>>>
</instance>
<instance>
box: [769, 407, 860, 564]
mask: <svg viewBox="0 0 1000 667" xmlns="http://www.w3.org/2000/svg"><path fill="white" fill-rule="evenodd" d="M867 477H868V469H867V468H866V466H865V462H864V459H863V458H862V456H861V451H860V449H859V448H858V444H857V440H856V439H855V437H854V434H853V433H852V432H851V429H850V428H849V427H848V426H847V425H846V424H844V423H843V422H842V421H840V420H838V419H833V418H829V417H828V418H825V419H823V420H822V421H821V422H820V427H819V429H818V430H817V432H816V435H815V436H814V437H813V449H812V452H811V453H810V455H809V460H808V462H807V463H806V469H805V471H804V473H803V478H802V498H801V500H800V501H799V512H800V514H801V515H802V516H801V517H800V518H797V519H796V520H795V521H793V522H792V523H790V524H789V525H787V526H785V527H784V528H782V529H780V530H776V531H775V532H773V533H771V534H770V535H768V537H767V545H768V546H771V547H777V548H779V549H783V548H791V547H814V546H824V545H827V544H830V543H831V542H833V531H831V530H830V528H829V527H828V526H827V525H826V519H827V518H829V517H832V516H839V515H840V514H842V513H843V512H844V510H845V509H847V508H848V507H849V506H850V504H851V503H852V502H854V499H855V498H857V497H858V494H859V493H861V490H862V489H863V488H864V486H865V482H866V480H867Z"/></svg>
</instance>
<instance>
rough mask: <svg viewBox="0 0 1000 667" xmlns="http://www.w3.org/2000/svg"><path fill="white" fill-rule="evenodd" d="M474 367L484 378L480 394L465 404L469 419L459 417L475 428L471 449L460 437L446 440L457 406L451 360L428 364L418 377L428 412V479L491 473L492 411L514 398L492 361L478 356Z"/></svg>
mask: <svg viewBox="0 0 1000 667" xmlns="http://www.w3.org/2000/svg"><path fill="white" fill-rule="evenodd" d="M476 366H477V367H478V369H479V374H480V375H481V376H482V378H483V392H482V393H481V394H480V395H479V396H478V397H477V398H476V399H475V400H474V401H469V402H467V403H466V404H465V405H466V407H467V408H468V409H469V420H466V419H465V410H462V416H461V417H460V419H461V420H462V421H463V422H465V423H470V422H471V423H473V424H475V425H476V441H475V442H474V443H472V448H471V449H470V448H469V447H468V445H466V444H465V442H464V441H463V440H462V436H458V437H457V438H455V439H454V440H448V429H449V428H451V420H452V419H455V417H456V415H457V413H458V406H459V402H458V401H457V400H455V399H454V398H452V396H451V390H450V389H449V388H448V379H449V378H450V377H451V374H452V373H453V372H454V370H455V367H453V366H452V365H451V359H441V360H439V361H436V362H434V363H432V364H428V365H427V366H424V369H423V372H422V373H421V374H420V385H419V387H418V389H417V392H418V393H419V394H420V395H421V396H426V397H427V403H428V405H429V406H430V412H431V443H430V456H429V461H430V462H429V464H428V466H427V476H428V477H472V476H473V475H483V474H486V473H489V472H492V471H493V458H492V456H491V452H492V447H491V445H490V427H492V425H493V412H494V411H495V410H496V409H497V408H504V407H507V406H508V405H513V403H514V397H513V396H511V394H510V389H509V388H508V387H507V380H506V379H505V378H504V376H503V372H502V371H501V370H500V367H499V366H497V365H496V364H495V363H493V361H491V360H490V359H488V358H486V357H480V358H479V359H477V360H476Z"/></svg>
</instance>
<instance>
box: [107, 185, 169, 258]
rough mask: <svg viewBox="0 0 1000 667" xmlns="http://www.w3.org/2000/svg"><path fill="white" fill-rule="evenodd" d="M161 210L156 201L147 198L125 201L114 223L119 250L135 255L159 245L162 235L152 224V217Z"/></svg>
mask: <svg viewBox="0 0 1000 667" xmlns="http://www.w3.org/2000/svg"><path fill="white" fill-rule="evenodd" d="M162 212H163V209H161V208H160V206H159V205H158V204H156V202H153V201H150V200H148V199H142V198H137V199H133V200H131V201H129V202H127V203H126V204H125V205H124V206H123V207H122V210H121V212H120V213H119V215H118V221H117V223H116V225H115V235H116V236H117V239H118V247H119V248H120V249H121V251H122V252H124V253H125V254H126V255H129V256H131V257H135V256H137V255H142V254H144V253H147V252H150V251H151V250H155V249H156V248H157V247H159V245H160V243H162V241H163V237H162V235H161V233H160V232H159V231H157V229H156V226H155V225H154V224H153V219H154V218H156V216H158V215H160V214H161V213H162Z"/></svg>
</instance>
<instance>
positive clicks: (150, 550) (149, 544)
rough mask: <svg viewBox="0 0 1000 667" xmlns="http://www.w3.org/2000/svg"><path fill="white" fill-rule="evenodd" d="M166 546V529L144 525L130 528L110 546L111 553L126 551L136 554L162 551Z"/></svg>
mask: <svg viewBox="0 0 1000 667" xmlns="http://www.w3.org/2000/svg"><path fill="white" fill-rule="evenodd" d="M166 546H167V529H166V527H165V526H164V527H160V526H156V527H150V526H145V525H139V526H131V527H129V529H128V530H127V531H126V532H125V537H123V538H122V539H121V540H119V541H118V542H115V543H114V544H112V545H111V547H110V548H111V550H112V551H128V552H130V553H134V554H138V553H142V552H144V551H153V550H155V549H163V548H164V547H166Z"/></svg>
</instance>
<<<
>>>
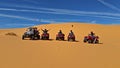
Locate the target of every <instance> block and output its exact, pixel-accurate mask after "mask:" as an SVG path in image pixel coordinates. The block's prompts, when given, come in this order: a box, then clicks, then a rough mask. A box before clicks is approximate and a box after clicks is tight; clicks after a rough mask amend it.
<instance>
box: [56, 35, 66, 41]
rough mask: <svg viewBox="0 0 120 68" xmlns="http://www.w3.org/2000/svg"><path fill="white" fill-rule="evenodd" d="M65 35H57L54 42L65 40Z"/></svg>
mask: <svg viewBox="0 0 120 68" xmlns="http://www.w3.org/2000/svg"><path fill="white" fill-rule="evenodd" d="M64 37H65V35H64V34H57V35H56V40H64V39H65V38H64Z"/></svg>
<<<
Consegna:
Indica quante righe dei record contengono la stringa "clicks", distinguendo tra maiuscole e minuscole, e scrivi soltanto il numero.

Spazio risposta:
2